• _Set task_: Transcribe every line of the records verbatim.

• _Records from a data collection_:
########

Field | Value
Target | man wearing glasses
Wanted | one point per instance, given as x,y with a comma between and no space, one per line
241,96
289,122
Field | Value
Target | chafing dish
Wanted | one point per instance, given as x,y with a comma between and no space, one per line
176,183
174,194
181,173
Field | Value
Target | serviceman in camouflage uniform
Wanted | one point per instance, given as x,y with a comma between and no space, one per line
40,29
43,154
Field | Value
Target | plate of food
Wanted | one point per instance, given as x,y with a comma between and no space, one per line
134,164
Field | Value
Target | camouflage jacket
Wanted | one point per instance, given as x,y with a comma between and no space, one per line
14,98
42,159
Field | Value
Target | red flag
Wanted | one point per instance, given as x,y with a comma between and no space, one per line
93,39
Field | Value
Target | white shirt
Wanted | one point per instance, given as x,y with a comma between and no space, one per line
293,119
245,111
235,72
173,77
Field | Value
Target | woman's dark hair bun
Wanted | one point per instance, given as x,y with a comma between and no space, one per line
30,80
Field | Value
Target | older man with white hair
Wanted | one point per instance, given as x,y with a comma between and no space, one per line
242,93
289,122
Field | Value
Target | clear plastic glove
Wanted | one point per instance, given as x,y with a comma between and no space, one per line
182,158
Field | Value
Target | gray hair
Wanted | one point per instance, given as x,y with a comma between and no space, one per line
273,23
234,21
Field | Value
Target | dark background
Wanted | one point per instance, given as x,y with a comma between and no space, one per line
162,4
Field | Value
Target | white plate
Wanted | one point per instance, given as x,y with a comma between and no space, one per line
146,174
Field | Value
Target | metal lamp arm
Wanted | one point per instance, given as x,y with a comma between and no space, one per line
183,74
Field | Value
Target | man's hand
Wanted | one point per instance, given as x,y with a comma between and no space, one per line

########

• _Solution to this task_:
Field | Value
Target | man wearing glasses
Wanted | one point per instance, given as x,y with a comma between and no space, one per line
241,96
289,122
Field | Value
Target | chafing dish
Wanted | one point per instance, given as x,y with a comma between and no space, one per line
176,183
174,194
181,173
Field | Value
Target | serviceman in camouflage uniform
Wanted | one point per instance, given as x,y with a comma between and no space, one per line
40,29
43,154
Field | Value
Target | plate of food
Wanted | one point per instance, given as x,y with a comma between and no space, one per line
134,164
Field | Value
Target | camouflage jacket
Wanted | one point per instance, given as x,y with a comma between and no space, one per line
14,98
42,159
Field | Value
Target | red flag
Wanted | one point per instance, given as x,y with a comma between and no space, one per line
93,39
Field | Value
Target | white shirt
Wanted | one point per instance, given as x,y with a comma between and no space, one per line
293,119
245,111
235,72
173,77
Field | Value
Target | woman's dark hair bun
Wanted | one point per instance, given as x,y with a comma between and no space, one per line
30,80
Field | Value
Target | older man with white hair
Wanted | one point per instance, given as x,y with a comma between and no space, one per line
242,93
289,122
Field | Value
Target | clear plastic glove
Wanted | one point per instance, given as x,y with a comma between and no space, one per line
182,158
Field | Value
Target | gray hair
Wanted | one point per instance, given as x,y with a comma between and no space, one per line
273,23
234,21
Field | Value
Target | dark background
Wanted | one point per instance, given as x,y with a comma between and no space, one per line
162,4
Field | Value
Target | white plate
Wanted | one point per instance, given as x,y with a comma between and no space, one per line
146,174
Field | Value
Target | metal lamp arm
Wanted | one point per instance, given as x,y with a comma between and no space, one per line
183,74
Field | Value
Target | man's hand
Wanted | one point per instance, given as x,y with a comma between and no space, one per line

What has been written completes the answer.